Show all lines from the data that include the word "below".

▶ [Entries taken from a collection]
--

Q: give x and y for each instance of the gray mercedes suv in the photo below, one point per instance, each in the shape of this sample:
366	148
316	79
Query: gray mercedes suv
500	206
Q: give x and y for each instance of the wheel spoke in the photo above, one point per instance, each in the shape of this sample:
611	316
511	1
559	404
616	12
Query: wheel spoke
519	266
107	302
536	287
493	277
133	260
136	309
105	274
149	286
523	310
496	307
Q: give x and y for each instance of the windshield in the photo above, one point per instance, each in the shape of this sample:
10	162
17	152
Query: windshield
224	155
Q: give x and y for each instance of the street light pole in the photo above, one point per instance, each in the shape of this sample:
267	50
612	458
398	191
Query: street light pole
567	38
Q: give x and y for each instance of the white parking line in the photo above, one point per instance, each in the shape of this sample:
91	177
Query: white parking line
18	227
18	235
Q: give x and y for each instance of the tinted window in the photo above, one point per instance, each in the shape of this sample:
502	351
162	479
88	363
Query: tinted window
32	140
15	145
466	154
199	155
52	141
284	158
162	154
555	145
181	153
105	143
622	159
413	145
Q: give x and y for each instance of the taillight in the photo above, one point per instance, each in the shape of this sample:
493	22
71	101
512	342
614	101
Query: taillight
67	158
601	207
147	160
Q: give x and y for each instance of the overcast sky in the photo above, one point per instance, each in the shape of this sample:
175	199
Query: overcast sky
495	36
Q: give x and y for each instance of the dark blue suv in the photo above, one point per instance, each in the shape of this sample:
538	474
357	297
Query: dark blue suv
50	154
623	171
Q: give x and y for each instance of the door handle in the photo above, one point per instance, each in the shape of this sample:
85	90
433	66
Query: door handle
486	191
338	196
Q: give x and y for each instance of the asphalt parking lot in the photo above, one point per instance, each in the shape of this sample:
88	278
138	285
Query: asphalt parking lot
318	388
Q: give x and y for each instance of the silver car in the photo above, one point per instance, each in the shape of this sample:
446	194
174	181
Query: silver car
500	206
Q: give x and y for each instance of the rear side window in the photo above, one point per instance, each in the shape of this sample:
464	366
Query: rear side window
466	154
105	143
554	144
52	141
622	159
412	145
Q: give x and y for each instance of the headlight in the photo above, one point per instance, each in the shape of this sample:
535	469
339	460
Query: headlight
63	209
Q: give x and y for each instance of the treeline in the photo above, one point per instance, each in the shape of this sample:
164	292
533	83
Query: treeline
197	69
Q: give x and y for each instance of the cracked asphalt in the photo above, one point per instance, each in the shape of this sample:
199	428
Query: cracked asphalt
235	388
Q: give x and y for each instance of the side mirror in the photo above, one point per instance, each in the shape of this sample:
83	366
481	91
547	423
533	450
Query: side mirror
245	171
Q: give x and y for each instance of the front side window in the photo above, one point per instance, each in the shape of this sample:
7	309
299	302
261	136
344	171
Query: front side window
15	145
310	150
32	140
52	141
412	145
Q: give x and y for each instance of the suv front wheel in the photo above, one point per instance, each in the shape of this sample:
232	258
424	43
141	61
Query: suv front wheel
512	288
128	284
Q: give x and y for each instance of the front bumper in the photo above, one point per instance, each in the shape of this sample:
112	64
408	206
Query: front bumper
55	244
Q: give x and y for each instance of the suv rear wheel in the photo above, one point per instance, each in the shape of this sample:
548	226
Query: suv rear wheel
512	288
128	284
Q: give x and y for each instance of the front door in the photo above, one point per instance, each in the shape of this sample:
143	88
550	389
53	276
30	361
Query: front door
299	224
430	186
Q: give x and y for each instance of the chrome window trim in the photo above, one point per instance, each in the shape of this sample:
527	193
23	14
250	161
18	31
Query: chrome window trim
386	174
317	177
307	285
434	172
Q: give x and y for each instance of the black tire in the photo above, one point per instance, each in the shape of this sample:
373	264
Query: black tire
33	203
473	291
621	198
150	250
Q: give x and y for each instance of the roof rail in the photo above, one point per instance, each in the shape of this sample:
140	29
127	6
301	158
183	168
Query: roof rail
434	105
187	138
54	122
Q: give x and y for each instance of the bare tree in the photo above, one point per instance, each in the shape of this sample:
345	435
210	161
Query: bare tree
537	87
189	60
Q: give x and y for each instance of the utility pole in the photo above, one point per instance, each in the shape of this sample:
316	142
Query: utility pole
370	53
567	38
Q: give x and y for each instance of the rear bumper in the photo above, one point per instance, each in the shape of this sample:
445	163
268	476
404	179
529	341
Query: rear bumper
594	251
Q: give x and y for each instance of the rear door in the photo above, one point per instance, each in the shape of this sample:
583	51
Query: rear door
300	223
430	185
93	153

--

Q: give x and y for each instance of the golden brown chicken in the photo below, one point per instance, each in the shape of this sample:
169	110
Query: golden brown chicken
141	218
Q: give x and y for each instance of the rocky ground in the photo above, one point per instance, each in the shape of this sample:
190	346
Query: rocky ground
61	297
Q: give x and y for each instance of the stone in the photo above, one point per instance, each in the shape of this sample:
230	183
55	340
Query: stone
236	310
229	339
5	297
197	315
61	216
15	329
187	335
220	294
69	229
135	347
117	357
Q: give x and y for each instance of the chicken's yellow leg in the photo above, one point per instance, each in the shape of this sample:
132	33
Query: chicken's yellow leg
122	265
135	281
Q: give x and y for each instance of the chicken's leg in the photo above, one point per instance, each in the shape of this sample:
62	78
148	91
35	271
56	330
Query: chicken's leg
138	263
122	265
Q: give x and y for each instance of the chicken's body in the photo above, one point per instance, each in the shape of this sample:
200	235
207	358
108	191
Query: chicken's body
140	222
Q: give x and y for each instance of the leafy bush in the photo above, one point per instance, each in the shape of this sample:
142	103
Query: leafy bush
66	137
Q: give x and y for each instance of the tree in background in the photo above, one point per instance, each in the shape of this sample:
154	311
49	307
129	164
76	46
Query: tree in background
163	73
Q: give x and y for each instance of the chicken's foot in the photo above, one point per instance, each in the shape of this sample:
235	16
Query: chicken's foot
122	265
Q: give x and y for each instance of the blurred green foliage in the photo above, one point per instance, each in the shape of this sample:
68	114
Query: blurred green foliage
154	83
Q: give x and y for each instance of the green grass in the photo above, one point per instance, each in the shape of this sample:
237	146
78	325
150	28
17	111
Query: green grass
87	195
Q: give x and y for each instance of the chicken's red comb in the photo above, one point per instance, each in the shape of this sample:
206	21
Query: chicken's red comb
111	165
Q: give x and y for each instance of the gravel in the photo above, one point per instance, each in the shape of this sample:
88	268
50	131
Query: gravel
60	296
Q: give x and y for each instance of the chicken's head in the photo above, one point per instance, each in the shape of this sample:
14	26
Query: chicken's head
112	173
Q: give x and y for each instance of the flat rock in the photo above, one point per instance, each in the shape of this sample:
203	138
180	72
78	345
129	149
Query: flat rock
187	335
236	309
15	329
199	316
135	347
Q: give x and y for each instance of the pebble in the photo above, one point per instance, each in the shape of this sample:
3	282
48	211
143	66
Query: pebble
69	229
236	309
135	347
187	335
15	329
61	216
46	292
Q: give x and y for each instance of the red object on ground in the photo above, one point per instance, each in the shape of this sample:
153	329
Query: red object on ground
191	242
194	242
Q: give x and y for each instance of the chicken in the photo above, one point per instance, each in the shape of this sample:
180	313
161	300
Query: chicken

--

▶ [RESPONSE TO THE TASK]
Q: give x and y for each instance of the gray mercedes suv in the photo below, one point per instance, each in the shape of this sample:
Q: give x and y for each instance of the golden brown chicken in the photo below, one point per instance, each in the shape of this sample:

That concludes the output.